◆ **Input material**:
┄┄┄┄┄┄┄┄┄┄

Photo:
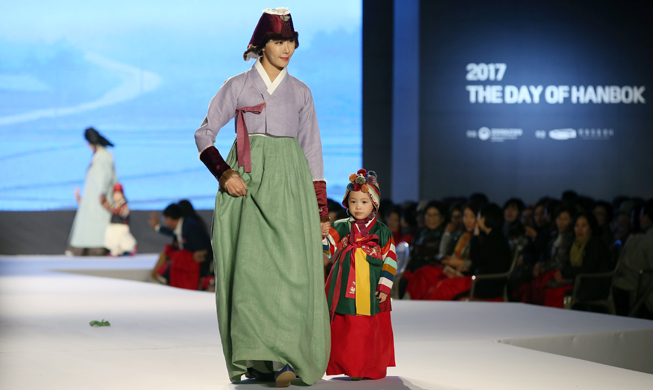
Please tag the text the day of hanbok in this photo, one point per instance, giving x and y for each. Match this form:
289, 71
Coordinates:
552, 94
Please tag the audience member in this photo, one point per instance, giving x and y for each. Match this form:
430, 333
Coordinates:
587, 255
489, 254
118, 238
420, 283
192, 260
551, 260
393, 221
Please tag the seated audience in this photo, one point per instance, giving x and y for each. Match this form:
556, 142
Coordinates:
192, 260
603, 213
455, 228
426, 277
636, 255
588, 254
425, 247
489, 254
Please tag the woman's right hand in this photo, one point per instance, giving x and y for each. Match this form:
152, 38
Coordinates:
235, 186
450, 228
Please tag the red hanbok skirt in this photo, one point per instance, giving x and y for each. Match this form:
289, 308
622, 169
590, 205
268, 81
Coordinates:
361, 346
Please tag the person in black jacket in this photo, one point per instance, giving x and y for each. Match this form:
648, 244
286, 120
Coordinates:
588, 254
192, 259
489, 254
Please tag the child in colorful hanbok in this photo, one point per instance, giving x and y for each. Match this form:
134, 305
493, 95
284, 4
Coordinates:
359, 285
118, 238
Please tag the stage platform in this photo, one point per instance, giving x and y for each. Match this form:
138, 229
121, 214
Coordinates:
166, 338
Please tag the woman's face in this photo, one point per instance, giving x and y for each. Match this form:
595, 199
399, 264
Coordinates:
563, 220
456, 218
469, 220
539, 216
601, 215
481, 221
278, 53
360, 205
433, 218
582, 228
393, 222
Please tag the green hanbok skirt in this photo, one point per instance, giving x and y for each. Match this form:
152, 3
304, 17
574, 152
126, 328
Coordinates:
268, 264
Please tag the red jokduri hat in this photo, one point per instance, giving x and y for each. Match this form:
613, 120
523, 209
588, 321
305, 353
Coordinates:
276, 21
366, 182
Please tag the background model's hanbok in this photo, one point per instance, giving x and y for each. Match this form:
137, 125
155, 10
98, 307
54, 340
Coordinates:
92, 219
267, 244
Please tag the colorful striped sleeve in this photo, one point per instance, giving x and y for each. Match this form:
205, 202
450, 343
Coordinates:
389, 267
330, 242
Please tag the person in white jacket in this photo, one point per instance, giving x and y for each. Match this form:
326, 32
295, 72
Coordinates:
92, 219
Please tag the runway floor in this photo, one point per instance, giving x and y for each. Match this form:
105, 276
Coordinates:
166, 338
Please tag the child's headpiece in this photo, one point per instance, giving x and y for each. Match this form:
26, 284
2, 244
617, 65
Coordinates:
366, 182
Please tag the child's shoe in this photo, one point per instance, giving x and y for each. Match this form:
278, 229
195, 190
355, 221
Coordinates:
284, 376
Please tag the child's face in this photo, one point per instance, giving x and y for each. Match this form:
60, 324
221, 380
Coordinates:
360, 205
117, 196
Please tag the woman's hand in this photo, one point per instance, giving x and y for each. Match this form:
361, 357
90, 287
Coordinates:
558, 277
454, 262
381, 296
235, 186
325, 227
530, 232
200, 256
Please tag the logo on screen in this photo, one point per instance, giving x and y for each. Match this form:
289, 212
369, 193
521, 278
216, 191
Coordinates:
562, 134
495, 134
484, 133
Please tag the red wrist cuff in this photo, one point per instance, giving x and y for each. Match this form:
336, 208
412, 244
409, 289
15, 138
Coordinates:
320, 193
214, 161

┄┄┄┄┄┄┄┄┄┄

◆ **Action item**:
Please reproduce every entry above exactly, but leave out the pictures.

◆ **Your solution**:
Photo:
Please tag the text the day of hanbok in this photo, one point per instance, giving x and y for each. Match this form:
289, 71
Coordinates:
552, 94
Please tag the audience member in this photo, one point per instance, giving x and y for each. Match this form:
430, 333
Coordinates:
587, 255
489, 254
118, 238
420, 283
192, 260
551, 260
393, 221
Please tag the seated audience in this photo, one point per instance, giving x and y for each. Match this form:
556, 142
Coordinates:
192, 260
603, 213
455, 228
426, 277
636, 255
588, 254
425, 247
489, 254
Please tag the woman's right hand in this photo, one point per instance, giving x and y for each. Match this form:
152, 38
Coordinates:
235, 186
450, 228
Please tag the red hanbok skirt in this photo, one point per instance, giving x and y for each. Match this form:
289, 308
622, 169
590, 205
268, 81
Coordinates:
361, 346
Please tag the person in black jacket in this photo, one point per instance, giving x and y for each. Match this form:
648, 244
286, 120
Coordinates:
588, 254
192, 259
489, 254
Please tag the child in colorful hanbok in this photo, one point per instance, giving x and y for each. Match this form:
134, 305
493, 95
284, 4
Coordinates:
359, 285
118, 238
Please tag the stage platform in this photo, one point per instance, giving x and y for each. Match this form:
138, 229
121, 214
Coordinates:
166, 338
Please tag the woman's face in this photo, one point per instance, giving x and y for each. Match this form:
595, 199
399, 264
Coordinates:
563, 220
456, 218
469, 220
539, 216
601, 215
481, 221
278, 53
360, 205
433, 218
582, 228
393, 222
Please tag the green hanbok skirt in this photo, one point per instance, giving x and y for each. Match this form:
152, 3
304, 17
574, 152
126, 328
Coordinates:
268, 264
Please tag the red jokduri hat in this photo, one point per instance, giving x and y for each. Match this form:
613, 120
523, 209
588, 321
305, 353
Coordinates:
276, 21
366, 182
Please tag the background model's hanbok in this photo, one point per instance, giving x and y for each. Match this form:
137, 125
155, 10
98, 307
54, 340
Coordinates:
92, 219
267, 244
Please tag the colorful striped sleeve in this photo, one point per instance, giving x and y for each. Match this form:
205, 202
450, 343
Coordinates:
389, 267
330, 242
Please tag the person in white jacket in this photo, one point per instance, giving x and y for each. Match this form:
326, 32
295, 72
Coordinates:
92, 219
Please tag the runway floor in this photo, one point per instance, giving x and y for each. Match this form:
105, 276
Coordinates:
166, 338
Please tag the child's headpiece in this photo, one point per instance, giving x and y for each. Match this form:
26, 284
2, 244
617, 65
Coordinates:
366, 182
Please tag the child's shoe in this photo, one point per instance, giving x and y for each. Match this form:
278, 229
195, 190
355, 221
Coordinates:
284, 376
Please tag the child's face in this photo, one point per instance, giving x and y for each. Match this form:
60, 324
221, 380
Coordinates:
360, 205
117, 196
Please tag the woman's hand in this photo, one point per instance, giving x and y for each. Match this form:
361, 357
90, 287
Coordinates:
558, 277
454, 262
381, 296
235, 186
325, 227
530, 232
200, 256
Please tag the logo on screen in this photo, one point per instance, giving x and y for each. Match this form:
289, 212
369, 193
521, 278
216, 191
Coordinates:
562, 134
495, 134
484, 133
Please tag the red wrist cuff in this photo, one point per instance, giving x and y for each. Match this form:
336, 208
412, 244
409, 289
15, 138
Coordinates:
320, 193
214, 161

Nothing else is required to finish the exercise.